• [EXERCISE PASSAGE]

15. A method of assessing amplification bias in a set of templates comprising: performing an amplification reaction on a first template having a first methylation frequency; performing an amplification reaction on a second template having a first methylation frequency; and discarding said first template if an amplification yields less than a 50%, 60%, 70%, 80%, or 90% yield of amplification product from said first template compared to said second template.

16. A method of assessing methylation site determination reaction quality comprising the steps of performing a methylation determining reaction on a first template, performing a methylation determining reaction on a control template having a known methylation efficiency, and discarding said sample if an effective template concentration of said first sample differs from a known template concentration of said first sample by greater than 10%, 20%, 30%, or 40% compared to said difference in said known template concentration and said effective concentration as determined for said control template.

17. A method of assessing methylation site determination reaction quality comprising the steps of performing a methylation determining reaction on a first template, performing a methylation determining reaction on a control template having a known methylation efficiency, and discarding said sample if a variance across samples is greater than 5%, 10%, or 20%, higher than control values.

18. A method of assessing methylation site determination reaction quality comprising the steps of performing a methylation determining reaction on a first template, performing a methylation determining reaction on a control template having a known methylation efficiency, and discarding said sample if a variance across samples is greater than l .lx, 1.2x, 1.3x, 1.4x, or 1.5x of control values.

19. The method of any of Claims 12-18, wherein said templates are bisulfite- treated nucleic acids.

Data items

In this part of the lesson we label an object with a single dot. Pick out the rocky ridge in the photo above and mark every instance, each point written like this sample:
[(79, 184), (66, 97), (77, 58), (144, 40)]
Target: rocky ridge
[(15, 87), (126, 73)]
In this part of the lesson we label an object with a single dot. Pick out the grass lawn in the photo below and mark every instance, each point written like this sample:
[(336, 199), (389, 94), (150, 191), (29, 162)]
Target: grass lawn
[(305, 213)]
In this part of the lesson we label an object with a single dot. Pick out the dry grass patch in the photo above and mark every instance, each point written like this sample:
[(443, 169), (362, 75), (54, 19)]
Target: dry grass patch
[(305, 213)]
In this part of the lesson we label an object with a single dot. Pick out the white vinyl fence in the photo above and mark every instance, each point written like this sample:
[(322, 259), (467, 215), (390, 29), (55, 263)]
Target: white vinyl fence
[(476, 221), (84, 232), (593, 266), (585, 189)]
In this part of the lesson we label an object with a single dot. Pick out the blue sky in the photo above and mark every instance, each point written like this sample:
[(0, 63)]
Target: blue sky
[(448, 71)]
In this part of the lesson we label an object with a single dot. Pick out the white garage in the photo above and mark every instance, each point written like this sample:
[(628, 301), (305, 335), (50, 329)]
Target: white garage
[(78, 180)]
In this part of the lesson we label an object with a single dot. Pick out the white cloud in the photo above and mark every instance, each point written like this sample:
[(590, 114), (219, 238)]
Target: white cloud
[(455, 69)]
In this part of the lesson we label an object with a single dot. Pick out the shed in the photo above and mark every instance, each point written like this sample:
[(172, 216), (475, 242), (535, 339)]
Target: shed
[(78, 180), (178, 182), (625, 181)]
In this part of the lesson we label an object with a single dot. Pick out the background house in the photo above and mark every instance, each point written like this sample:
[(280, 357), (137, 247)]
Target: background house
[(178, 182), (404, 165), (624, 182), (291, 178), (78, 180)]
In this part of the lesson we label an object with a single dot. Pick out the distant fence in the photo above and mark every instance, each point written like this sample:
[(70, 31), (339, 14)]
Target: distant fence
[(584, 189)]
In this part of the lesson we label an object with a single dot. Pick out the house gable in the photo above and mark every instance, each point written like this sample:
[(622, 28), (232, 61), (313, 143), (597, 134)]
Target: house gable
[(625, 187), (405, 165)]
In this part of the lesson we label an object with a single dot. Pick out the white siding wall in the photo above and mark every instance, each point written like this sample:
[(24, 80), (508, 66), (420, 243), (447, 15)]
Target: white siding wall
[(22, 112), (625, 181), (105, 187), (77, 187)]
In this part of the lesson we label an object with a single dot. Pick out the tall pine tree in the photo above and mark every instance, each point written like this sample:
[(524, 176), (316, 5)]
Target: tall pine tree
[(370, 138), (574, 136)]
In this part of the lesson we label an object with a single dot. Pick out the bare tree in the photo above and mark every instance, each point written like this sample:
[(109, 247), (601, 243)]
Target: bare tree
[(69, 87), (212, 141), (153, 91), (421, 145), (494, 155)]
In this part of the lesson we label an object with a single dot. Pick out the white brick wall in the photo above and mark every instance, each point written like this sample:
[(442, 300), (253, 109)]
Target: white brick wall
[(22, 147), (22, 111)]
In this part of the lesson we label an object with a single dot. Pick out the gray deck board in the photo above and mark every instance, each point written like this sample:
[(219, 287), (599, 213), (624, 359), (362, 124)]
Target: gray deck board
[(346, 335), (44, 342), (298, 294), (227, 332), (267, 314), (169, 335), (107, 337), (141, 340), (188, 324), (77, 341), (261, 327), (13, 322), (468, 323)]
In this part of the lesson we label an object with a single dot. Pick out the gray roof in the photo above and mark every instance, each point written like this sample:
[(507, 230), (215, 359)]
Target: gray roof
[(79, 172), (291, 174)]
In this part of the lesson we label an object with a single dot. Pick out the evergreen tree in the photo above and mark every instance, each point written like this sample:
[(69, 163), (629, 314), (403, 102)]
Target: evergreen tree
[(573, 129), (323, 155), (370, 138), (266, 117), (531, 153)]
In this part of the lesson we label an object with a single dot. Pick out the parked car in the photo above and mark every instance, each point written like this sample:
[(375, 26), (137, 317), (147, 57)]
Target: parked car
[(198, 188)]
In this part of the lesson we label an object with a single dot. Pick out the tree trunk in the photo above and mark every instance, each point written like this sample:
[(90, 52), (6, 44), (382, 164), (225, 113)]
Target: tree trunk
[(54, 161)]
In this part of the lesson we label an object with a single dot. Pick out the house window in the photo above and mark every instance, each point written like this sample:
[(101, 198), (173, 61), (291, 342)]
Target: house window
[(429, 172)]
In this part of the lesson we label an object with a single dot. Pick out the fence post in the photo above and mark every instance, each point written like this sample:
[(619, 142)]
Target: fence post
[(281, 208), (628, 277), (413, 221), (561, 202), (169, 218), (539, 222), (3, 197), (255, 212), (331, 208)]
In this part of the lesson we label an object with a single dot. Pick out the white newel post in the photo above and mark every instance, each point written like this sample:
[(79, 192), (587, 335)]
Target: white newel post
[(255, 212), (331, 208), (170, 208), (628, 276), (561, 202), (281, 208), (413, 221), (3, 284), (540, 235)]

• [EXERCISE REQUIREMENTS]
**A)** In the patent claims, what does claim 19 say the templates are?
**B)** Translate this sentence from the patent claims into Spanish: "The method of any of Claims 12-18, wherein said templates are bisulfite- treated nucleic acids."
**C)** Repeat the portion of the patent claims starting with "15. A method" and going on through "said second template.".
This material was drawn from a separate source.

• [ANSWERS FOR THE TASKS]
**A)** Bisulfite-treated nucleic acids.

**B)** El método de cualquiera de las reivindicaciones 12-18, en el que dichas plantillas son ácidos nucleicos tratados con bisulfito.

**C)**
15. A method of assessing amplification bias in a set of templates comprising: performing an amplification reaction on a first template having a first methylation frequency; performing an amplification reaction on a second template having a first methylation frequency; and discarding said first template if an amplification yields less than a 50%, 60%, 70%, 80%, or 90% yield of amplification product from said first template compared to said second template.